**WHAT YOU HAVE TO DO:**
Write down each entry again, exactly as it reads.

[Point-based annotation data]
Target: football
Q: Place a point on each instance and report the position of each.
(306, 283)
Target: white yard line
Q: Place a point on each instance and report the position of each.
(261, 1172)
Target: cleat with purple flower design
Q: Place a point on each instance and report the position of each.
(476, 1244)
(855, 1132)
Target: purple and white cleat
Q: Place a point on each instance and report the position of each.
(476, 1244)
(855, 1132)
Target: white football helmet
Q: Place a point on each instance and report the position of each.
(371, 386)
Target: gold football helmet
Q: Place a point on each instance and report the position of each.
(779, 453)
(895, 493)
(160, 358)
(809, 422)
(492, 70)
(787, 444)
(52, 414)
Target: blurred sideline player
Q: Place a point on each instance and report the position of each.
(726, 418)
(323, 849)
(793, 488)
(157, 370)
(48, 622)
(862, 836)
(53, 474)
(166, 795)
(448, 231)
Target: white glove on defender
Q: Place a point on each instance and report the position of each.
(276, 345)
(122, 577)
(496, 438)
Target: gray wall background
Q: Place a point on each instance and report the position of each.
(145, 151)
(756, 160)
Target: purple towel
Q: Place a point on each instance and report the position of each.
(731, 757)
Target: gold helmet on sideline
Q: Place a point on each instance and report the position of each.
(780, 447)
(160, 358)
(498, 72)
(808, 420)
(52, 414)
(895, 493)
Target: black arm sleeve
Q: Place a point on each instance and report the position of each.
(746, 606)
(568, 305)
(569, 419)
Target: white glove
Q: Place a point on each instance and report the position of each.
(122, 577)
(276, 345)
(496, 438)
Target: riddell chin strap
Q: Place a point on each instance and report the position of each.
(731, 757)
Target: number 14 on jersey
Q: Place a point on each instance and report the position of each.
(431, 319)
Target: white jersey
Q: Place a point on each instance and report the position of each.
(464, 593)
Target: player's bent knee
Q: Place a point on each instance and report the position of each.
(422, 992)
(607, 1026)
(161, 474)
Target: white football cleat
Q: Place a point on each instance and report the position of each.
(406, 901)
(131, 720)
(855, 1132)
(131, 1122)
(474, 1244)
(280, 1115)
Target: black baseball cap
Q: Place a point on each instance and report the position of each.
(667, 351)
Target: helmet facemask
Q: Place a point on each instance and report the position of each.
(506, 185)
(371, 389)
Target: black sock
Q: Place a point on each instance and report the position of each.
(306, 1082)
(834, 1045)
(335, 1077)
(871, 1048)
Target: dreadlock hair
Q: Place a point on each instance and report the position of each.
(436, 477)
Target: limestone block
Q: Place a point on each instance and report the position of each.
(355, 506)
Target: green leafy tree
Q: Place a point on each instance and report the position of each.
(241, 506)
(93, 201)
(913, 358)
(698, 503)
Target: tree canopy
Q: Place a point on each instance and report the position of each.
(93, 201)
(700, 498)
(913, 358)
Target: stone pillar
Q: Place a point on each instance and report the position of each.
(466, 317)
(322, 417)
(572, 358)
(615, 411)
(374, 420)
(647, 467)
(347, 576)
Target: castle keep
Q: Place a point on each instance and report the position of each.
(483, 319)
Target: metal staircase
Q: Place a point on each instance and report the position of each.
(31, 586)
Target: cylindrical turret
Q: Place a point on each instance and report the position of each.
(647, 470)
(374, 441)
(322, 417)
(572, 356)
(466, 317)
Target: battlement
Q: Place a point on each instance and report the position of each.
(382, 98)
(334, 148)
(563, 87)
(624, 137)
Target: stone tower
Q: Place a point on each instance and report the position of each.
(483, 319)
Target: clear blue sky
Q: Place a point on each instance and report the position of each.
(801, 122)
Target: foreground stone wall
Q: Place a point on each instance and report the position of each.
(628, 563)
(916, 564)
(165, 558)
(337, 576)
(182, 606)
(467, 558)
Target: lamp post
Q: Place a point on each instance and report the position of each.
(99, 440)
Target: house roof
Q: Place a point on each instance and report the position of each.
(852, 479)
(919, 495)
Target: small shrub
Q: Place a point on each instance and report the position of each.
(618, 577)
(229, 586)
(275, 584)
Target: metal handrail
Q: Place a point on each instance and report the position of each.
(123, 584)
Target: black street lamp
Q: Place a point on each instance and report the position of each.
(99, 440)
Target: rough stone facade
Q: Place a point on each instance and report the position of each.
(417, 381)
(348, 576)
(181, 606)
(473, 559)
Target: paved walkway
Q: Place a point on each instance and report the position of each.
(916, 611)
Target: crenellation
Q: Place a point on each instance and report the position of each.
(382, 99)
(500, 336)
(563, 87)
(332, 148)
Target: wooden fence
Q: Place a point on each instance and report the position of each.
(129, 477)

**REPLY TO THE EXERCISE:**
Target: football
Q: Place a point on each instance and report the position of each.
(306, 283)
Target: white yard line
Q: Place a point on each instance and report the position of each.
(261, 1172)
Target: cleat with purple flower design
Q: Place a point on each instance and report the position of each.
(476, 1244)
(855, 1132)
Target: purple and white cleat
Q: Place a point on each instance and report the position of each.
(476, 1244)
(855, 1132)
Target: white football helmet
Q: Place a point on each instance and report the position of each.
(371, 386)
Target: gold football helmet
Q: Place a point on each instance and report the position of each.
(779, 453)
(895, 493)
(160, 358)
(809, 422)
(492, 70)
(787, 444)
(52, 414)
Target: blurred sideline player
Q: Place a point on each instance and report the position of each.
(726, 418)
(323, 849)
(793, 488)
(157, 370)
(48, 622)
(862, 836)
(53, 474)
(166, 795)
(448, 231)
Target: white glove on defender
Q: Place a point on each instance and report the position of each.
(276, 345)
(122, 577)
(496, 438)
Target: gray wall background
Q: Place a point on each instance and report the position of each.
(145, 151)
(756, 160)
Target: purple towel
Q: Place a point on each instance and report the position of each.
(731, 757)
Target: gold helmet on sideline
Q: Place a point on each instance and report the position of each.
(780, 447)
(160, 358)
(498, 72)
(808, 420)
(52, 414)
(895, 493)
Target: black arm sleeve
Q: Place a point on each instance and report the position of each.
(746, 606)
(568, 305)
(569, 419)
Target: white glove
Q: Place a point on each instance and report the position of each.
(122, 577)
(276, 345)
(496, 438)
Target: riddell chin strap
Q: Place a point on each instance and report the position of each.
(731, 757)
Target: number 14 on jersey
Q: Place a point on each instance and report the position of each.
(431, 319)
Target: white jersey
Q: Place a point on each instance and report the position of each.
(464, 593)
Target: player's bent knee
Q: Place a point on each instance and report the position of each.
(422, 992)
(607, 1026)
(161, 474)
Target: white football cleat
Q: Place a point on each instance and report the position of each.
(406, 901)
(131, 720)
(855, 1132)
(131, 1122)
(474, 1244)
(280, 1115)
Target: black baseball cap
Q: Place a point on each instance and report the position of each.
(667, 351)
Target: helmet facemask
Q: Place a point on each instance and report the position of each.
(506, 185)
(371, 389)
Target: black sock
Q: Place a point on each instance and report the position of each.
(306, 1082)
(834, 1045)
(335, 1077)
(871, 1048)
Target: dreadlock hair
Q: Place a point on each instance and report the position of each.
(436, 477)
Target: limestone block
Q: Place a point on each instance and report the position of each.
(355, 506)
Target: green leafy tree
Q: Place a point on each instance and report the position of each.
(241, 506)
(93, 201)
(913, 358)
(698, 503)
Target: tree canopy
Q: Place a point on each instance and report the position of each.
(93, 201)
(700, 498)
(913, 358)
Target: stone pillar
Q: Place a point on each instance and report the position of each.
(466, 317)
(322, 417)
(572, 358)
(615, 411)
(374, 420)
(647, 467)
(347, 576)
Target: castle keep
Q: Place a point on each instance and report the position of each.
(483, 319)
Target: metal staircase
Q: Place a point on each instance and report the position of each.
(31, 586)
Target: cylindrical turret
Q: Place a point on each instance and report the position of each.
(647, 470)
(374, 441)
(322, 417)
(572, 356)
(466, 317)
Target: battlement
Q: Place a point on each instance and report the position of each.
(382, 98)
(334, 148)
(563, 87)
(624, 137)
Target: stone tower
Q: Place a point on each instance and report the position of each.
(483, 319)
Target: clear blue sky
Q: Place a point on each instance and report the position of each.
(801, 122)
Target: foreground stone wall
Q: Place a point on each instance and report the position of each.
(628, 563)
(916, 564)
(165, 558)
(337, 576)
(182, 606)
(467, 558)
Target: lamp post
Q: Place a point on each instance and report the position of each.
(99, 440)
Target: house roof
Q: Place a point on each instance and report the position of each.
(852, 479)
(919, 495)
Target: small shrub
Q: Place a point on each instance and report the position of each.
(618, 577)
(229, 586)
(275, 584)
Target: metal handrail
Q: Place a point on each instance and report the position of each.
(123, 584)
Target: black street lamp
Q: Place a point on each instance and report the position of each.
(99, 440)
Target: rough stone facade
Q: Place a point on each instance and report the position of each.
(417, 381)
(348, 576)
(181, 606)
(473, 559)
Target: paved walkway
Q: Place a point on each instance and report the position of each.
(916, 611)
Target: crenellation
Q: Place a point on each instance and report the position of each.
(382, 99)
(500, 336)
(563, 87)
(332, 148)
Target: wooden fence
Q: Place a point on each instance and report the position of each.
(129, 477)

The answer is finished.